■ Text shown
● ● ●

Common Disorders

Anxiety- Categorized as excessive worry that can present in different ways. Anxiety disorders include Social Anxiety Disorder, Generalized Anxiety Disorder, Specific Phobia, Obsessive Compulsive Disorder, Panic Disorder, Selective Mutism, and Separation Anxiety Disorder.


Depression- Is not limited to the adult population and can include symptoms such as: frequent crying, hopelessness, poor concentration, changes in eating and/or sleeping patterns, absences from schools, complaints of physical illnesses, expressions of suicide and/or self-harm, etc.


Life Transitions- An individual who is having difficulty with life changes might experience symptoms such as depression, anxiety, fatigue, headaches, difficulty sleeping, changes in eating patterns, and/or substance abuse.


Attention-deficit Hyperactivity Disorder (ADHD) - Individuals with ADHD show a pattern of inattention and/or hyperactivity-impulsivity. These symptoms will interfere with the functioning of the child and their quality of life. These symptoms can include, but are not limited to, trouble with attention on tasks or activities and/or fidgeting or squirming in their seat.


Oppositional Defiant Disorder (ODD) - characterized as persistent, defiant, disobedient, and hostile behavior directed towards authority figures. There is a loss of temper, arguing, and becoming angry or malicious. ODD becomes an issue when the negative behavior stands out when compared to other children of the same age and developmental level.


Conduct Disorder (CD) - Conduct Disorder is a repetitive and persistent pattern of behavior in which the rights of others or age-appropriate rules are violated. These behaviors can be aggressive that causes or threatens harm to people or animals, nonaggressive that causes property loss or damage, deceitfulness or theft, and recurring, serious violations of rules.


Trauma/Post-Traumatic Stress Disorder (PTSD) - Children with PTSD may have witnessed or have been directly involved with a trauma. PTSD is characterized by intense fear, anxiety, numbness, irritability, or avoidance. Not all children who experience a trauma will develop PTSD.

● ● ●

■ Parts of the exercise
• A. Name every anxiety disorder that the common disorders text lists.
• B. Pick up the common disorders text after its last sentence and keep it going.
The lines that come next are separate material and have nothing to do with the common disorders text.

● ● ●

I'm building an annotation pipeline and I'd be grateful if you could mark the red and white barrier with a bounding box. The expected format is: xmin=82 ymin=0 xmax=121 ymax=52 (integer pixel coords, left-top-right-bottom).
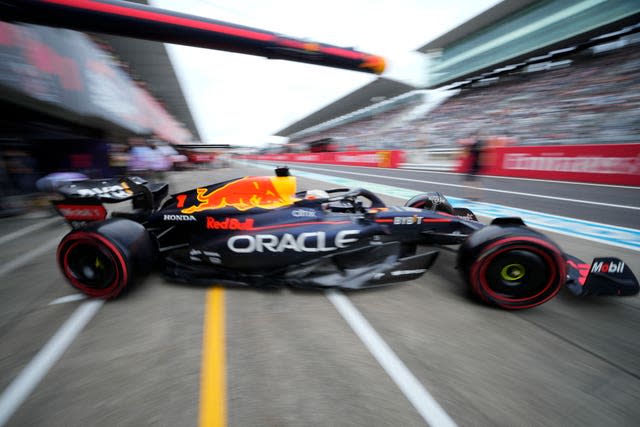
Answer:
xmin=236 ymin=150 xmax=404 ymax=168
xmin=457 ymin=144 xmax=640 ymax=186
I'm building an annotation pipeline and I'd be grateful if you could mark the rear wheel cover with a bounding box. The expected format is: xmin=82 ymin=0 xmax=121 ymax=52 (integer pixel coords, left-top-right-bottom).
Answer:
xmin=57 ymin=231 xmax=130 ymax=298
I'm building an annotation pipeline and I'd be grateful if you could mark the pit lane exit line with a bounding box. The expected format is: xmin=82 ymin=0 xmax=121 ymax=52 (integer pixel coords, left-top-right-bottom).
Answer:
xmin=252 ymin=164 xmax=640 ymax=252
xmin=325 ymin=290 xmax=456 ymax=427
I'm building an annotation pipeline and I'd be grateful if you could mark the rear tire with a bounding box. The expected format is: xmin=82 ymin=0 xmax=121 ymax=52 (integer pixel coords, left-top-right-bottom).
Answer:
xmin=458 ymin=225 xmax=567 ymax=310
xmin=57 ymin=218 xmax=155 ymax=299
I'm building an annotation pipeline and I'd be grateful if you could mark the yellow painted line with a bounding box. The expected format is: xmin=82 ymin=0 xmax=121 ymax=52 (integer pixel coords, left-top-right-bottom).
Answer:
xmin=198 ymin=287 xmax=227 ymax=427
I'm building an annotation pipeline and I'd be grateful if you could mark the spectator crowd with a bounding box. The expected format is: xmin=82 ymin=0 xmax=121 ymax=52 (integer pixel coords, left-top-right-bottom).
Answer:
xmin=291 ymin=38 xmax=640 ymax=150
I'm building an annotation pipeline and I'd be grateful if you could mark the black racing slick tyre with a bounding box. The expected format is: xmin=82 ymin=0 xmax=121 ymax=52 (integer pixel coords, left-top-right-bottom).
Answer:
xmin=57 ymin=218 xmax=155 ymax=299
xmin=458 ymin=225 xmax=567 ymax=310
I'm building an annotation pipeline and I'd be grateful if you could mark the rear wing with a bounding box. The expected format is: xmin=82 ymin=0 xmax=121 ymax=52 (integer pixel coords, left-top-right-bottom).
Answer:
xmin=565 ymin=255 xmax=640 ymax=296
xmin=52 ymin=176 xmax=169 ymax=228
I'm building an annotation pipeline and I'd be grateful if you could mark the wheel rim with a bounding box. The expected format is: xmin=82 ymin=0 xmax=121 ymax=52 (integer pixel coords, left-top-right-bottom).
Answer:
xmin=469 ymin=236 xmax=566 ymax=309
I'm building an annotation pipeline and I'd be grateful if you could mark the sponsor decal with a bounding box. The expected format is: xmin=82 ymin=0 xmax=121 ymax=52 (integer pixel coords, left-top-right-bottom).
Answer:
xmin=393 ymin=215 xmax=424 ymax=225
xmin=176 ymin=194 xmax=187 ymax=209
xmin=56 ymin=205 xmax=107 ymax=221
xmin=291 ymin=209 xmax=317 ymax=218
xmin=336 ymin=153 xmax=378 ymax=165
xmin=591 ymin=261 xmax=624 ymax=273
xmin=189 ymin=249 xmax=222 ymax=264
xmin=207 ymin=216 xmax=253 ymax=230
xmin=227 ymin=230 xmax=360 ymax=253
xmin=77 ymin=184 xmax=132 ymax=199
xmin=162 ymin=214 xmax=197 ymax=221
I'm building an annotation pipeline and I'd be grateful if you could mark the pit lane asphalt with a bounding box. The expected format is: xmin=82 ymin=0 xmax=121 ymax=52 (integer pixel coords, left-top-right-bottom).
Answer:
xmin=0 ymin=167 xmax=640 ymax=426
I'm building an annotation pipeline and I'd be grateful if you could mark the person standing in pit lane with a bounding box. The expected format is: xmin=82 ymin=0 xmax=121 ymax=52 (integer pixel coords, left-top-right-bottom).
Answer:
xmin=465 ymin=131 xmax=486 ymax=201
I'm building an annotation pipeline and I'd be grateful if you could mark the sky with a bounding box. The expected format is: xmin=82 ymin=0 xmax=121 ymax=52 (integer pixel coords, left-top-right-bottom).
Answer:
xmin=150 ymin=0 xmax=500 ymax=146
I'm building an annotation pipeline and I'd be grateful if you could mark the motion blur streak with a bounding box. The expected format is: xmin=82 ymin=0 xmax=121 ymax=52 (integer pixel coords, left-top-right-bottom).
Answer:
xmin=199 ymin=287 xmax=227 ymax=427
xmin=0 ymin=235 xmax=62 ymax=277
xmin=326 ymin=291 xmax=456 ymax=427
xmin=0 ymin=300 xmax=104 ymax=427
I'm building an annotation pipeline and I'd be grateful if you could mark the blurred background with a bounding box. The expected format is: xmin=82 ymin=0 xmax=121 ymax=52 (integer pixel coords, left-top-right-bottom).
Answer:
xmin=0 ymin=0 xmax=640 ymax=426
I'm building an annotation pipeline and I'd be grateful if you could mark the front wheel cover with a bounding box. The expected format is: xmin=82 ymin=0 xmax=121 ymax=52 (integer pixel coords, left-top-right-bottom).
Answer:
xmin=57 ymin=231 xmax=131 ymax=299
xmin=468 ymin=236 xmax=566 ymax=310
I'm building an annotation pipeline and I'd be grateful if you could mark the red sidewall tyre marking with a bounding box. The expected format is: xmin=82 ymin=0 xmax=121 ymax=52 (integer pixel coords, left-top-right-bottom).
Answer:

● ● ●

■ Outputs for the tasks
• A. Social Anxiety Disorder, Generalized Anxiety Disorder, Specific Phobia, Obsessive Compulsive Disorder, Panic Disorder, Selective Mutism, Separation Anxiety Disorder

• B.
Eating Disorders (ED) - Anorexia Nervosa and Bulimia Nervosa can be characterized with distorted body image and a preoccupation with food. Those with Anorexia strive to be thin, which can be to the point of starvation. Bulimia is characterized as uncontrolled episodes of overeating which is typically followed by vomiting or misuse of laxatives.


Academic Difficulties- Learning- related social skills are correlated with early school performance and those with poor work-related skills were found to have a number of risk factors that contributed to poor academic performance. Risk factors include: lower IQ, behavior difficulties, medical problems, language problems, poverty, adolescent parents, child maltreatment, substance abuse by guardian, and mental health issues.


Substance Use Disorders (SUD) - Adolescents with Substance Use Disorders are characterized by a problematic pattern of drug or alcohol use that interferes with everyday functioning and causes psychological distress. Substances can include, but are not limited to, alcohol, tobacco, cannabis, stimulants and opiates.


Autism Spectrum Disorder (ASD) - ASD is characterized by social problems such as difficulty communicating and interacting with other people, repetitive behaviors, limited interests or activities, and symptoms interfere with the ability to function socially, at school, or in other areas of life. Some children have limited interests and others can be overly focused on a particular object or interest in certain topics.